» Exercise requirements:
Please count the lines in the records below that contain the string "snow" with case taken into account. Reply with the number alone.

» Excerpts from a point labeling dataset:
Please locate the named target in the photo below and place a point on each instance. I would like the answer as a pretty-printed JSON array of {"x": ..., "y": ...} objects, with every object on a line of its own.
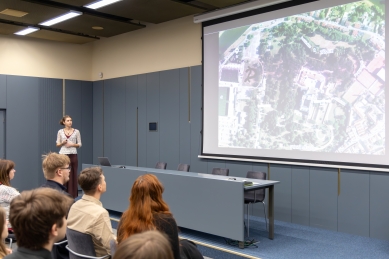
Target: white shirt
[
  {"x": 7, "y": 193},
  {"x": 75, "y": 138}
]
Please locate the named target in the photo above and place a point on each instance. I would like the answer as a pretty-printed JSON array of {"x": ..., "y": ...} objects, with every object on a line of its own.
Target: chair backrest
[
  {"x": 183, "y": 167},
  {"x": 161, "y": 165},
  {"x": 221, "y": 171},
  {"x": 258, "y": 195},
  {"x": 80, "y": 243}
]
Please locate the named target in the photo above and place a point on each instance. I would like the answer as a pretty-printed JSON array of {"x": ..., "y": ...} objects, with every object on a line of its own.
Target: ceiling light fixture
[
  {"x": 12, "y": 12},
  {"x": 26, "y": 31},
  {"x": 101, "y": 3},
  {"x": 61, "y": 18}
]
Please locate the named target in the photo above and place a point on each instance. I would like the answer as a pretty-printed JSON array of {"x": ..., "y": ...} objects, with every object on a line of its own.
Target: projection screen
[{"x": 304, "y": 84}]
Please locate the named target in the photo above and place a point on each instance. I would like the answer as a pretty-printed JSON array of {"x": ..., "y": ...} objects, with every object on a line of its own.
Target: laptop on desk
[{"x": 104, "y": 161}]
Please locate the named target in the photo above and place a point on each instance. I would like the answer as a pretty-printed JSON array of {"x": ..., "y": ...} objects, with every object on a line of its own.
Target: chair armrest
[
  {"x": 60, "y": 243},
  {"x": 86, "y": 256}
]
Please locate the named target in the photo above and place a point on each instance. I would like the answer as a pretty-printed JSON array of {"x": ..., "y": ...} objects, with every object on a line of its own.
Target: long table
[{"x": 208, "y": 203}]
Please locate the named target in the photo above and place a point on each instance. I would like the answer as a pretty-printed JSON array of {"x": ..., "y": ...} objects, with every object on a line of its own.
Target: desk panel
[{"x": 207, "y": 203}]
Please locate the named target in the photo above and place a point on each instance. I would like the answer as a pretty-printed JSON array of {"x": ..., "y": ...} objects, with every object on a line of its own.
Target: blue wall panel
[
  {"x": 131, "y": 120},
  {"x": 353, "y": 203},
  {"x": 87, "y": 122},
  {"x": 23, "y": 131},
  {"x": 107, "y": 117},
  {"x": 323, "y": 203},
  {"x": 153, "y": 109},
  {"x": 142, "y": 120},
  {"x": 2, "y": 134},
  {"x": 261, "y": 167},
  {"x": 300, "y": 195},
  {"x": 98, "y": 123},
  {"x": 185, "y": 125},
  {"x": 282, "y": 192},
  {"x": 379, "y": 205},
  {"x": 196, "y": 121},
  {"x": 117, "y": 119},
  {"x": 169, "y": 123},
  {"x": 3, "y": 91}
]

==

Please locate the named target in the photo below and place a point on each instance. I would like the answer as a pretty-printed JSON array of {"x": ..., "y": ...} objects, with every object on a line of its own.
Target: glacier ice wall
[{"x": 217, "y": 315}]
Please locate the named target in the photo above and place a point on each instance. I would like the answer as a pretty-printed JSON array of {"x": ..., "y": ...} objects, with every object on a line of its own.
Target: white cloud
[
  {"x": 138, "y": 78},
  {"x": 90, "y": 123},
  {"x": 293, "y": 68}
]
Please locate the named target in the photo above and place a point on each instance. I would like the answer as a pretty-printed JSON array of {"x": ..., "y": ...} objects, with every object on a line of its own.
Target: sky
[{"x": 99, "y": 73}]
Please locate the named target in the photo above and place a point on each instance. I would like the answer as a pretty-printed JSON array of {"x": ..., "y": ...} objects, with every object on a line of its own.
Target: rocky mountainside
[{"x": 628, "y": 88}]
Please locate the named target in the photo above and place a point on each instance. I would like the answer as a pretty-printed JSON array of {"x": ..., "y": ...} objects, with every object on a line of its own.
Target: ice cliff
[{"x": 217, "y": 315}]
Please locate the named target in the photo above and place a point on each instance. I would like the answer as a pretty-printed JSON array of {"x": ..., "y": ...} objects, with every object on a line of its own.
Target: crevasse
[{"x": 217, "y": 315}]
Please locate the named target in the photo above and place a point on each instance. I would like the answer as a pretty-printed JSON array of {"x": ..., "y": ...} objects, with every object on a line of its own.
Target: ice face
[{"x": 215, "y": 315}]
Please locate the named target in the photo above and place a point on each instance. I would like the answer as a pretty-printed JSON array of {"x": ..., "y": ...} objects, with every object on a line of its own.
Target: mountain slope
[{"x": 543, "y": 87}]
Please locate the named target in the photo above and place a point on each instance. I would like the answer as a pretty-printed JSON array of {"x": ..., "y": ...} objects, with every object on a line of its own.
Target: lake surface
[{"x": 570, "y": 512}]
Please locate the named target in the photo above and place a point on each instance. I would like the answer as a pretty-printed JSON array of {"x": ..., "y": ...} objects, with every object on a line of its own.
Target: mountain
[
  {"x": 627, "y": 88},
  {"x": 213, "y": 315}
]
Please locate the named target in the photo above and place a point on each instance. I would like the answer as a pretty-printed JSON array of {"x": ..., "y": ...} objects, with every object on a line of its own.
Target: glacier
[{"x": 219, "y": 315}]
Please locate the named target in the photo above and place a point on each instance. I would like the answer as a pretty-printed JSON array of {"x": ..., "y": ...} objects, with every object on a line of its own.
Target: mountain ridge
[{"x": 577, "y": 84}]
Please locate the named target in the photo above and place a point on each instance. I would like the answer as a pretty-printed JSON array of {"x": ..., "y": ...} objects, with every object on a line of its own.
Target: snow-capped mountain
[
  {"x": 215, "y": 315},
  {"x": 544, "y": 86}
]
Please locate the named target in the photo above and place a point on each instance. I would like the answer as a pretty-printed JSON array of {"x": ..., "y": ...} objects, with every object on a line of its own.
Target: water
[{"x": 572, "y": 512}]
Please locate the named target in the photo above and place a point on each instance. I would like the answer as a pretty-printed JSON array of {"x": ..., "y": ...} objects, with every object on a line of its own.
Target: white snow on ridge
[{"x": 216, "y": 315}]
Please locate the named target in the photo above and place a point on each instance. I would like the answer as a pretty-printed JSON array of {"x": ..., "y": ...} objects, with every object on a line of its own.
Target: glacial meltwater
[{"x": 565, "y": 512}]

» Written reply:
2